# Texte source
=====

Toulouse a manqué la première révolution industrielle. Au centre d’une région rurale où l’on faisait peu d’enfants par famille depuis fort longtemps et où en plus on les envoyait longtemps à l’école, Toulouse, au moment de l’émergence des technologies modernes, a su trouver la main-d’œuvre qualifiée et les terrains bons marchés nécessaires au développement économique. Université scientifique, recherche et technologies de pointe lui ont permis de devenir pendant les trente glorieuses une ville dynamique et attirante. La réussite du secteur aérospatial mais aussi le festival la Novela sont des exemples qui prouvent que Toulouse a réussi à capitaliser pour longtemps sur ce point. Le dynamisme toulousain s’est nourri sans états d’âme des compétences régionales et cela sans retour important pour la couronne de villes moyennes, seul semblait compter l’autonomisation de la ville par rapport à Paris. Tout ce développement s’est opéré dans une période où l’individualisation libérale des pratiques sociales a remplacé les vieux modèles de vie. Toulouse sans être loin de là, une mégapole, a donc suivi une logique urbaine qui s’apparente plus aux villes de la Cote Ouest des États-Unis, qu’aux grandes cités européennes du 19ème siècle.

L’urbanisme et l’organisation des déplacements ont été, pendant ces années là, pensés suivant le paradigme de la voiture comme instrument de liberté et de confort. Inutile de se tasser en ville, on pouvait investir sur des terrains peu onéreux, construire sa villa avec jardin et pour les plus fortunés avoir une piscine privée. Vingt minutes de voiture pour aller au travail et tout semblait aller pour le mieux dans le meilleur des mondes.

=====

# Données enregistrées
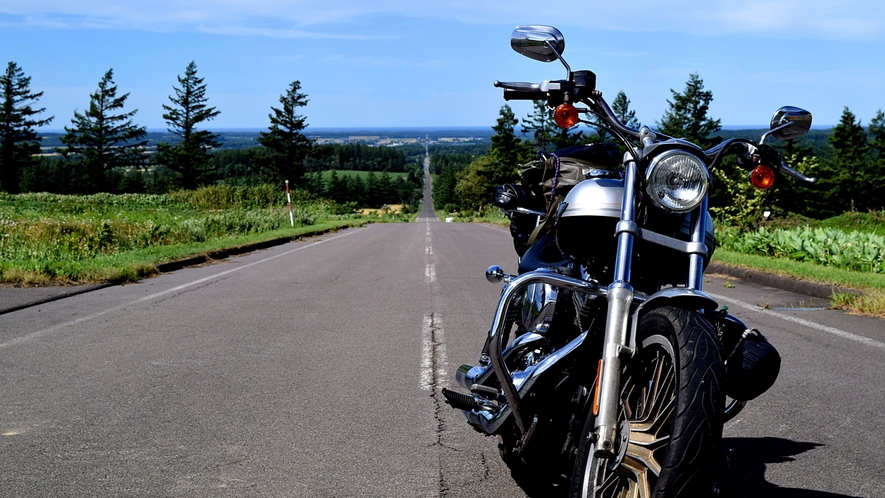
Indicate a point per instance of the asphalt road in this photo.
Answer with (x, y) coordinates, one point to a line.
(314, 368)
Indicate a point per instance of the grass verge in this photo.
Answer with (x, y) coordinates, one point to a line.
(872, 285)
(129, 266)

=====

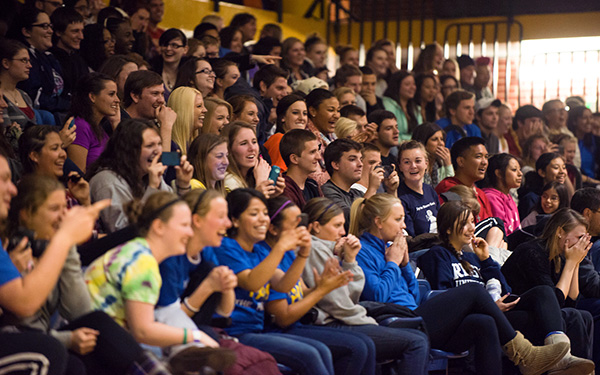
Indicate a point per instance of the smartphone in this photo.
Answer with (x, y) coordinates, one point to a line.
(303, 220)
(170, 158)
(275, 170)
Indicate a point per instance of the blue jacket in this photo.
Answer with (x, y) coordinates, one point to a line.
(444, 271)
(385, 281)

=====

# Exercice
Recopiez sans rien changer le passage du texte sur Toulouse qui commence aux mots « L’urbanisme et l’organisation » et qui s'arrête après les mots « meilleur des mondes. ». Appuyez-vous uniquement sur le texte, sans aucune autre ressource.

# Réponse attendue
L’urbanisme et l’organisation des déplacements ont été, pendant ces années là, pensés suivant le paradigme de la voiture comme instrument de liberté et de confort. Inutile de se tasser en ville, on pouvait investir sur des terrains peu onéreux, construire sa villa avec jardin et pour les plus fortunés avoir une piscine privée. Vingt minutes de voiture pour aller au travail et tout semblait aller pour le mieux dans le meilleur des mondes.